_Extrait du texte_:
* * * * * * *

Cette « nouvelle donne » ou « new deal » vise à mettre à jour de nouvelles garanties et obligations en la matière, à l’initiative par Bruxelles. Par exemple, « lors d'un achat effectué sur une place de marché en ligne, les consommateurs devront être clairement informés afin de savoir s'ils achètent des produits ou services à un commerçant professionnel ou à un particulier; ils sauront ainsi s'ils sont protégés par les droits des consommateurs en cas de problème » explique l’institution.
Laure Baëté, juriste à la FEVAD, accueille plutôt favorablement cette disposition. Alors qu’on retrouve cette notion de « plateforme » dans la loi Lemaire, il y a néanmois un risque d’entrechoquement pour les entreprises. « À la FEVAD, nous raisonnons au niveau européen, et il y a toujours des dispositions parfois franco-françaises qui arrivent soit en avance soit après. Nous serons très vigilants par rapport à l’implantation des nouvelles règles, d’un pour qu’elles ne soient pas redondantes et deux, puissent être dans la même mouvance ».
Droit de rétractation : dépréciation du bien, dépréciation du remboursement
Surtout, le droit de rétractation va connaitre une intense réforme. D’une part, il va être étendu aux services gratuits, d’autre part, il va intégrer une logique de dépréciation.
Depuis la directive Droit des consommateurs, transposée en France en 2014, « un professionnel est tenu de rembourser dès la notification du souhait par le consommateur de se rétracter, ou alors il peut prolonger le délai soit à la réception du bien soit à la réception de la preuve de l’expédition du produit. Ce qui compte est le premier des faits qui arrive » commente encore la juriste.
« Par exemple, si le professionnel reçoit la preuve de l’expédition avant de recevoir le bien effectivement, il doit rembourser ». La FEVAD n’a jamais été bien favorable à une telle obligation de remboursement à l’aveugle. Pas étonnant qu’elle soit satisfaite de la réforme en cours.

* * * * * * *

_Consignes_:
**A)** Recopiez à l'identique le passage de l'extrait sur la réforme du droit de la consommation qui s'ouvre sur les mots contenant « Droit de rétractation : dépréciation » et se ferme sur « encore la juriste. ».
**B)** Rédigez la suite de l'extrait sur la réforme du droit de la consommation, en reprenant après sa dernière phrase.

_Entrées enregistrées_:
* * * * * * *

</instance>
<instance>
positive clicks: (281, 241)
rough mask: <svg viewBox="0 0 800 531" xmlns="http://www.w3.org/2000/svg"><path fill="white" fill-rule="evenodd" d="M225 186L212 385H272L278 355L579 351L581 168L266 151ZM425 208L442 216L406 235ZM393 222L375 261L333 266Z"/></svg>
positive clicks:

* * * * * * *

_Réponses_:
**A)**
Droit de rétractation : dépréciation du bien, dépréciation du remboursement
Surtout, le droit de rétractation va connaitre une intense réforme. D’une part, il va être étendu aux services gratuits, d’autre part, il va intégrer une logique de dépréciation.
Depuis la directive Droit des consommateurs, transposée en France en 2014, « un professionnel est tenu de rembourser dès la notification du souhait par le consommateur de se rétracter, ou alors il peut prolonger le délai soit à la réception du bien soit à la réception de la preuve de l’expédition du produit. Ce qui compte est le premier des faits qui arrive » commente encore la juriste.

**B)**
« Cette évolution nous semble normale et logique, poursuit l’intéressée. Avec la future directive, le professionnel pourra rembourser une fois qu’il aura vérifié effectivement l’état du bien. Et il pourra déprécier le bien s’il a été utilisé plus que nécessaire, puisque le droit de rétractation est un droit à l’essai ».
Un droit à l’essai ? « C’est expliqué dans les considérants, c’est une manipulation un peu comme dans un magasin. Évidemment, j’achète une robe, cela reste un droit à l’essai normal. Si je la mets pendant un mariage, cela devient plus que nécessaire. Cette notion de dépréciation ne pouvait jamais être mise en œuvre par le professionnel, il ne pouvait pas avoir les biens avant de rembourser ».
En cas de dépréciation du bien, le professionnel sera donc en droit de rembourser moins. « Le dispositif n’est pas laissé sans garde-fou, temporise Laure Baëté. Déjà, il faut que le professionnel l’ait indiqué dans les conditions générales de vente ».
Un droit de rétractation raboté, selon l'UFC Que Choisir
Pour imager une utilisation plus que nécessaire, la juriste nous cite deux exemples : « Certains de nos adhérents vendent des hachoirs à viande. Des consommateurs ont pu se rétracter en renvoyant un produit portant la trace de morceaux de viande. Autre cas, des appareils photo numériques retournés avec une carte mémoire remplie de photos de mariage du week-end. Là, clairement, il y a une preuve d’une utilisation plus que nécessaire du bien ».
Néanmoins, ce futur régime ne satisfait pas tous les acteurs. L’UFC Que Choisir évoque un droit de rétractation « raboté ». Et pour cause, « une entreprise pourra ne pas procéder au remboursement si le bien a été utilisé, l’appréciation de l’utilisation restant à la discrétion de ladite entreprise, et le paiement ne sera déclenché qu’à réception du produit par le vendeur ». Elle anticipe de possibles abus « qui risquent de rendre plus difficile la rétractation ».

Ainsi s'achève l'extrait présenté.